PAGE:

* * *

PS : anoter approach would have been to create a calendar table, that stores the list of days, and then just :

select
  year(x.date), 
  month(x.date),
  avg(coalesce(e.salary, 0)) avg_salary
from 
  mycalendar x
  left join employees e ON x.date between e.start_date and e.end_date
where x.date between '2018-08-01' and '2019-01-31'
group by year(x.date), month(x.date)
order by 1, 2

Answer 4

A partial answer...

Here's an 'old school' solution, using a table of integers (0-9), but note that this kind of thing is redundant in newer versions of sql...

SELECT * FROM ints;
  +---+
  | i |
  +---+
  | 0 |
  | 1 |
  | 2 |
  | 3 |
  | 4 |
  | 5 |
  | 6 |
  | 7 |
  | 8 |
  | 9 |
  +---+

SELECT '2018-08-01' + INTERVAL i2.i * 10 + i1.i MONTH x 
  FROM ints i1
     , ints i2 
 WHERE '2018-08-01' + INTERVAL i2.i * 10 + i1.i MONTH BETWEEN '2018-08-01' AND '2019-01-31';

  +------------+
  | x          |
  +------------+
  | 2018-08-01 |
  | 2018-09-01 |
  | 2018-10-01 |
  | 2018-11-01 |
  | 2018-12-01 |
  | 2019-01-01 |
  +------------+

Answer 5

The following is a Postgresql way of doing it. It can be converted to a Mysql query by changing the equivalent of generate_series() link and Extract() in Mysql

WITH cte1 AS
  (SELECT generate_series('2018-08-01', '2019-01-31', '1 month'::interval)::date AS date),
     cte2 AS
  (SELECT id,
          name,
          salary,
          generate_series(start_date, end_date, '1 month'::interval)::date AS date
   FROM employees)

* * *

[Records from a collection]
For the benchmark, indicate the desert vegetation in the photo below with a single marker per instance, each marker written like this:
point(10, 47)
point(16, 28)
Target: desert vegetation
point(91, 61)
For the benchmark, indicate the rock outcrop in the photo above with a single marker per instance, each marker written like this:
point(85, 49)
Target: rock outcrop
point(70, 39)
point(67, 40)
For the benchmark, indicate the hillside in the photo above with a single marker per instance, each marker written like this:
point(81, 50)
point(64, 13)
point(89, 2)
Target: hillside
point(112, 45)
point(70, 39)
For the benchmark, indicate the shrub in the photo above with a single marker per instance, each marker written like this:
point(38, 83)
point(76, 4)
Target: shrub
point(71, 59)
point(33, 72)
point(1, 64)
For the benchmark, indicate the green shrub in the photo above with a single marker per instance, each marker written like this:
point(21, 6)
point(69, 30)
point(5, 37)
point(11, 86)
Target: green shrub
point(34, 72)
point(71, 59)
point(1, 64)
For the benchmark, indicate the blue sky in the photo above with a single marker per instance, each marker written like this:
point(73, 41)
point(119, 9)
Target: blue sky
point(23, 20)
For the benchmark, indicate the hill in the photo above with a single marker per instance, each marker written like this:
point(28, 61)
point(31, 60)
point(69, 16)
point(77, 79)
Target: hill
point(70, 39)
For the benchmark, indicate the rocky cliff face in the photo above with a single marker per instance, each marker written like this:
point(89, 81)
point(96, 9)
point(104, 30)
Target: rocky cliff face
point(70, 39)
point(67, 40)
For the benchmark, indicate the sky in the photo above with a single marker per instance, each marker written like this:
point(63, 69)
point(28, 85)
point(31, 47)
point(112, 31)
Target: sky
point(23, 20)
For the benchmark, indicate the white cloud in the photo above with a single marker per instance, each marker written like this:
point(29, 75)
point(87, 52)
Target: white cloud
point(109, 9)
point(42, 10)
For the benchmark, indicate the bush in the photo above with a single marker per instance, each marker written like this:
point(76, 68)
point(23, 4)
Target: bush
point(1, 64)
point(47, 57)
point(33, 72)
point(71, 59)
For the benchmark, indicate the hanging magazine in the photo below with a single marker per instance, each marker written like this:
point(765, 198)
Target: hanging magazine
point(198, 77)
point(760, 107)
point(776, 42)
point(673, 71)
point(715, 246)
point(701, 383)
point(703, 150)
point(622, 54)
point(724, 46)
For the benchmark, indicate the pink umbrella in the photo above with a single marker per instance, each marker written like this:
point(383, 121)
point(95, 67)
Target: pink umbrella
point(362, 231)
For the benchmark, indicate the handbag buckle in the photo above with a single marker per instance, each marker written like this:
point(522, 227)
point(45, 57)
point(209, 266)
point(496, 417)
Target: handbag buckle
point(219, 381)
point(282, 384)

* * *

DIRECTIVES:
1 > In the SQL thread, which database system is the query in Answer 5 written for?
2 > Resume the SQL thread on monthly average salaries, picking up right after the last line shown.
The listing comes from a source separate from the thread.

SOLVED TASKS:
1 > PostgreSQL.

2 >
SELECT extract(YEAR
               FROM cte1.date),
       extract(MONTH
               FROM cte1.date),
       avg(salary)
FROM cte1
JOIN cte2 ON extract(MONTH
                     FROM cte1.date)=extract(MONTH
                                             FROM cte2.date)
AND extract(YEAR
            FROM cte1.date)=extract(YEAR
                                    FROM cte2.date)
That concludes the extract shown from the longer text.